What is needed
Copy out, word for word, the lines from the start of the data below through the line containing "form | each point like <point>942,645</point>", and no others.

Data provided
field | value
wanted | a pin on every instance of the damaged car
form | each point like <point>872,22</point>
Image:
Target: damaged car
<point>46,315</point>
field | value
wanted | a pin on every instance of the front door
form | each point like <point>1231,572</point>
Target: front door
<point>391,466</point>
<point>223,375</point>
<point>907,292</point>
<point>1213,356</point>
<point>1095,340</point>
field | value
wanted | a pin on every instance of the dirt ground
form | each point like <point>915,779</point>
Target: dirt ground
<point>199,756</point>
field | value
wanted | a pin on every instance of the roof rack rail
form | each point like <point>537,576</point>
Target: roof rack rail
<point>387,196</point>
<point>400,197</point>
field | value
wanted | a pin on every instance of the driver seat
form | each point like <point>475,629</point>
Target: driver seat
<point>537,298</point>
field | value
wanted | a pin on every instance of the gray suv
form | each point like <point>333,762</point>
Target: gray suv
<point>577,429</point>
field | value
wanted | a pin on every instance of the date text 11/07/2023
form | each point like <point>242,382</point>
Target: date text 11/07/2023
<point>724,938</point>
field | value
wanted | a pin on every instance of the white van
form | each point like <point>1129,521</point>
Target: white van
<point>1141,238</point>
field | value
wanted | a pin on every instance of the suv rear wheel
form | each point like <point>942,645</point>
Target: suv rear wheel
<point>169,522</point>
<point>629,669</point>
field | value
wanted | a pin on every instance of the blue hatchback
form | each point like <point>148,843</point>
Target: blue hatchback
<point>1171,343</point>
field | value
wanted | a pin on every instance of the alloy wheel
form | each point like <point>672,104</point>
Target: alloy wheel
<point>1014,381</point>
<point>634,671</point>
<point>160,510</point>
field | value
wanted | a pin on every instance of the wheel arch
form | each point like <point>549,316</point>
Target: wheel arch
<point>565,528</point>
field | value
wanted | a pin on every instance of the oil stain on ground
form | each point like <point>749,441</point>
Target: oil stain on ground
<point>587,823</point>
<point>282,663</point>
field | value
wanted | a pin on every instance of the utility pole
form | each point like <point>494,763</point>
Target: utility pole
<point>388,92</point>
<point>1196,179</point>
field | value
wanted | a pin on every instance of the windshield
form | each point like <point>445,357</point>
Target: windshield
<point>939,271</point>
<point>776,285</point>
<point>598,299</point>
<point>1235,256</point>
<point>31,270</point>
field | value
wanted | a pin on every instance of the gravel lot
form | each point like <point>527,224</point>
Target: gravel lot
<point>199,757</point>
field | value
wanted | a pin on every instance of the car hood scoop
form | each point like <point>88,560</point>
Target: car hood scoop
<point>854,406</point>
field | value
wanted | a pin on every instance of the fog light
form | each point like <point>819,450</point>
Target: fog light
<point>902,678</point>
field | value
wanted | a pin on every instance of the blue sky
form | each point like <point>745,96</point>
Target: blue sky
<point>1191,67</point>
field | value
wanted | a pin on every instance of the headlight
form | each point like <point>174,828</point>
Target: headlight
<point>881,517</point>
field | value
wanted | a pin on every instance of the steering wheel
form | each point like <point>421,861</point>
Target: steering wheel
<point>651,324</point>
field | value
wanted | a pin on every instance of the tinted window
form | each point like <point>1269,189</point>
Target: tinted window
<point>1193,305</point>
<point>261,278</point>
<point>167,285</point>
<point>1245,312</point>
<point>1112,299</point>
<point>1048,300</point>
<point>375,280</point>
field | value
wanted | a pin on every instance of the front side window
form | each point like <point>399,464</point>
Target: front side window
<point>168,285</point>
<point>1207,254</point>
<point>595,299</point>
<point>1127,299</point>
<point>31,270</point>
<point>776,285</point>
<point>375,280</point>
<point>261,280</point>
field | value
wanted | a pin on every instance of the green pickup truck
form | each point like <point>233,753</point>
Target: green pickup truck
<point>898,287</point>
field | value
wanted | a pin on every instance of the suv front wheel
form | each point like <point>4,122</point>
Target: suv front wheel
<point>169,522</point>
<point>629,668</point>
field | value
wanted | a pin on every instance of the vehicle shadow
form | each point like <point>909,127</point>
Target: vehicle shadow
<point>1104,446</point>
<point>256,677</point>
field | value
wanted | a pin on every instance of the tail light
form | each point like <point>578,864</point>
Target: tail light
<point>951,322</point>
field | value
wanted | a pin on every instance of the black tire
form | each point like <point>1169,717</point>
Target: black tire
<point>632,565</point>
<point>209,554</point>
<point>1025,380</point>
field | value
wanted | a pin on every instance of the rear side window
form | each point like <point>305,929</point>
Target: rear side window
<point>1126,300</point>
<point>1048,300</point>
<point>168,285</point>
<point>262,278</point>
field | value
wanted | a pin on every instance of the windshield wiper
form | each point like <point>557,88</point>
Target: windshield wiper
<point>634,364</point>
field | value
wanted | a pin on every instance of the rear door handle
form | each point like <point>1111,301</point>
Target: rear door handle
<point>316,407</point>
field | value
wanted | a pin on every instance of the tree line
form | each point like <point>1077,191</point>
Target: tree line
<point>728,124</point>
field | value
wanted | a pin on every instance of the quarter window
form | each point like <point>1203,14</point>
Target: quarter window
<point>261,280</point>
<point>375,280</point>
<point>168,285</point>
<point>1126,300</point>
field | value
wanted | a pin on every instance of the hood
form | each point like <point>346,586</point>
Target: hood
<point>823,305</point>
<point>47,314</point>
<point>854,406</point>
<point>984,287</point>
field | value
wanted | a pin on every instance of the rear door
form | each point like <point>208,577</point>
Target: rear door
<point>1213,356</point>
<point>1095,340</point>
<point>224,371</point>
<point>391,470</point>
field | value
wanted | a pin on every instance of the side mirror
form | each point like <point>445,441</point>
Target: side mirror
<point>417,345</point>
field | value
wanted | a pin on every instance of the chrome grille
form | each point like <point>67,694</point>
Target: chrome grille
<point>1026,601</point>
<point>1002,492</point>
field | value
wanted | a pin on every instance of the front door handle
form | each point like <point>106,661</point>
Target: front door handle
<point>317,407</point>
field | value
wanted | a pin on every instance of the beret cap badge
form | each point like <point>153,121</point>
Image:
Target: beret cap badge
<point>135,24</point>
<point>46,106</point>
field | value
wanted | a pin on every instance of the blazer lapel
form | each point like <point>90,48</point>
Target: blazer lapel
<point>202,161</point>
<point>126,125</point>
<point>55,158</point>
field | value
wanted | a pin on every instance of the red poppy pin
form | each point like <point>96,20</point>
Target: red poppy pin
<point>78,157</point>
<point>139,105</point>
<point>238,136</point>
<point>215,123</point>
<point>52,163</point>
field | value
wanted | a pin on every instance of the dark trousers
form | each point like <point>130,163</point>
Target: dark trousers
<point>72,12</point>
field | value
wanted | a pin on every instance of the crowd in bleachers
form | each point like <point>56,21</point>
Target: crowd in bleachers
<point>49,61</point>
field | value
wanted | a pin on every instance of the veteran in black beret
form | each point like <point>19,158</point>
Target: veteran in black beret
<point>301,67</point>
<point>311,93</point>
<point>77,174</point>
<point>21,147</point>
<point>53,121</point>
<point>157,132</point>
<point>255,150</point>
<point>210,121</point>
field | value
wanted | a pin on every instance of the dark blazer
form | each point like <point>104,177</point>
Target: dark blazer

Written answer
field | value
wanted | a pin on every instance of the damaged car
form | each point like <point>872,22</point>
Image:
Target: damaged car
<point>46,315</point>
field | value
wanted | a pin on every instance of the front door
form | each point like <point>1231,572</point>
Target: front door
<point>391,466</point>
<point>223,375</point>
<point>907,292</point>
<point>1213,356</point>
<point>1095,340</point>
field | value
wanted | a pin on every instance of the dirt ground
form | each point like <point>915,779</point>
Target: dirt ground
<point>199,756</point>
field | value
wanted | a pin on every instance of the roof rack rail
form | each point like <point>537,576</point>
Target: roof rack rail
<point>387,196</point>
<point>400,197</point>
field | value
wanted | a pin on every instance of the driver seat
form | each point like <point>475,629</point>
Target: driver seat
<point>537,298</point>
field | value
wanted | a pin on every instance of the gray suv
form | each point like <point>333,762</point>
Target: gray suv
<point>577,429</point>
field | value
wanted | a pin on every instance of the date text 11/07/2023
form | each point like <point>242,382</point>
Target: date text 11/07/2023
<point>724,938</point>
field | value
wanted | a pin on every instance of the white van
form | each point like <point>1129,521</point>
Target: white van
<point>1141,238</point>
field | value
wanted | a pin on every instance of the suv rear wheel
form | each point like <point>942,645</point>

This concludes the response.